**TO DO:**
a – Reproduce the stretch of the osteoporosis article from "Preventing Osteoporosis" through "in tip-top condition?", word for word.
b – For the osteoporosis article, decide whether each statement agrees with it: (i) the mother's rib fracture was caused by osteoporosis; (ii) carbonated drinks increase the body's intake of phosphorus; (iii) bone is a rigid tissue that stays unchanged. Give yes or no for each, quoting the words of the article that settle it.

**PASSAGE SHOWN:**
Preventing Osteoporosis


by Kim Beardsmore

Last month my 74-year-old mother while walking, tripped on a small tuft of grass, fell - and broke her rib! Her recovery has been painful, debilitating and at times depressing. It also affected my elderly father who relies heavily on her day to day.

Surprisingly, this instance of fracture was not due to osteoporosis. However my mom's experience caused me stop and think deeply. As a 40-something woman, am I doing everything possible to keep my skeletal system in tip-top condition?

Once we get past the inevitable scrapes of childhood, during our middle years we don't give too much thought to our bones. We understand that bones make up our structural frame, but we tend to think of our bones like the frame of a house. Supporting and rigid, and that's it.

The truth of it is that bone is an active, living tissue. Bone is constantly changing, undergoing synthesis and remodeling itself. Like all other bodily tissue, bone is totally dependent on many different micronutrients and enzymes for optimum bone function and health.

A typical western diet is heavily weighted with white flours, refined sugars and fats and is deplete of many of the micronutrients required for healthy bones.

Do you regularly drink carbonated beverages? Did you know that carbonated drinks increase the body's intake of phosphorus - which, in turn, decreases our absorption of calcium. Decreased absorption of calcium can lead to an unhealthy, nutrient-starved skeletal system. And in time lead to osteoporosis.

**GIVEN RECORDS:**
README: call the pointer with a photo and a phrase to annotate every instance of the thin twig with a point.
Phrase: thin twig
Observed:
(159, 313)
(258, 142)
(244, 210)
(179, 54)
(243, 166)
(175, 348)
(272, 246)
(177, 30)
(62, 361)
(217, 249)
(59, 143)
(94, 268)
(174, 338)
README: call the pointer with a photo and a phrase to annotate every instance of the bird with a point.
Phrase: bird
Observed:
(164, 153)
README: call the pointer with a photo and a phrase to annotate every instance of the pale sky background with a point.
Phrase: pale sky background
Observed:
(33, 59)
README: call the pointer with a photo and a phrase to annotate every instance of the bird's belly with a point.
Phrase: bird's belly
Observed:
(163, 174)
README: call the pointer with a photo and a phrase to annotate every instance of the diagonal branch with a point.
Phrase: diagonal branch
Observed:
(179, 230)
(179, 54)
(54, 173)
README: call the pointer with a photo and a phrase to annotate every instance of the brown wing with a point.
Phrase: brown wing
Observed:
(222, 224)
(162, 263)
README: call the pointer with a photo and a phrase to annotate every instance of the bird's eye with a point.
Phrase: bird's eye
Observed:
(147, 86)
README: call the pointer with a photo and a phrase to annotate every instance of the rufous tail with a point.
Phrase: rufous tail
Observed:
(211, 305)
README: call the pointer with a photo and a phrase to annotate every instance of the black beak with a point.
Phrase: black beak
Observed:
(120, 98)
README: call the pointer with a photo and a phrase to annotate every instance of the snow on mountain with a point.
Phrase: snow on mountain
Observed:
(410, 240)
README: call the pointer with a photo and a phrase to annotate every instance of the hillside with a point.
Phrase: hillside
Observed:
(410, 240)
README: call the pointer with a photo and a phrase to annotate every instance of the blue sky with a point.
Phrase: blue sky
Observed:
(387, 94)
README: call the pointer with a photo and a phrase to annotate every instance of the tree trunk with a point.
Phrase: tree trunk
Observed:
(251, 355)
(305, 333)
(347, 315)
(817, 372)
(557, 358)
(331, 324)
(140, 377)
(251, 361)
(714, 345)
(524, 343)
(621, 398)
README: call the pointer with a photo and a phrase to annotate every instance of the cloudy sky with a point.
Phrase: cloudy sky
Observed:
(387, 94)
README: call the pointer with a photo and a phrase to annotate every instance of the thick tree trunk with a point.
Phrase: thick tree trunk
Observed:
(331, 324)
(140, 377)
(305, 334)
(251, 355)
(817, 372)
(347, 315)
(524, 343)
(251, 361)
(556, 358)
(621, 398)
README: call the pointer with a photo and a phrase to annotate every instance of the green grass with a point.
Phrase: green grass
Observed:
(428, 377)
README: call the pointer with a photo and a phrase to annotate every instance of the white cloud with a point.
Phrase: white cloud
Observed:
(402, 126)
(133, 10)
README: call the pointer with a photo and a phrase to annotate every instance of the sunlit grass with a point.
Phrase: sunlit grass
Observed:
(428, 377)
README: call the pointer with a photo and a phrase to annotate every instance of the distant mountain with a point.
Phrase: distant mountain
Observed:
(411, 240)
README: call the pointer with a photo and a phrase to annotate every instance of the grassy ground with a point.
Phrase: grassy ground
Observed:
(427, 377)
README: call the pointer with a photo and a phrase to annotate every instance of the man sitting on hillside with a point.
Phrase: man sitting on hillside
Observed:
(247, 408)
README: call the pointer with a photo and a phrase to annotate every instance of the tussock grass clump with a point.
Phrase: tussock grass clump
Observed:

**SOLUTIONS TO THE TASKS:**
a –
Preventing Osteoporosis


by Kim Beardsmore

Last month my 74-year-old mother while walking, tripped on a small tuft of grass, fell - and broke her rib! Her recovery has been painful, debilitating and at times depressing. It also affected my elderly father who relies heavily on her day to day.

Surprisingly, this instance of fracture was not due to osteoporosis. However my mom's experience caused me stop and think deeply. As a 40-something woman, am I doing everything possible to keep my skeletal system in tip-top condition?

b –
(i) No: "this instance of fracture was not due to osteoporosis"
(ii) Yes: "carbonated drinks increase the body's intake of phosphorus"
(iii) No: "Bone is constantly changing, undergoing synthesis and remodeling itself."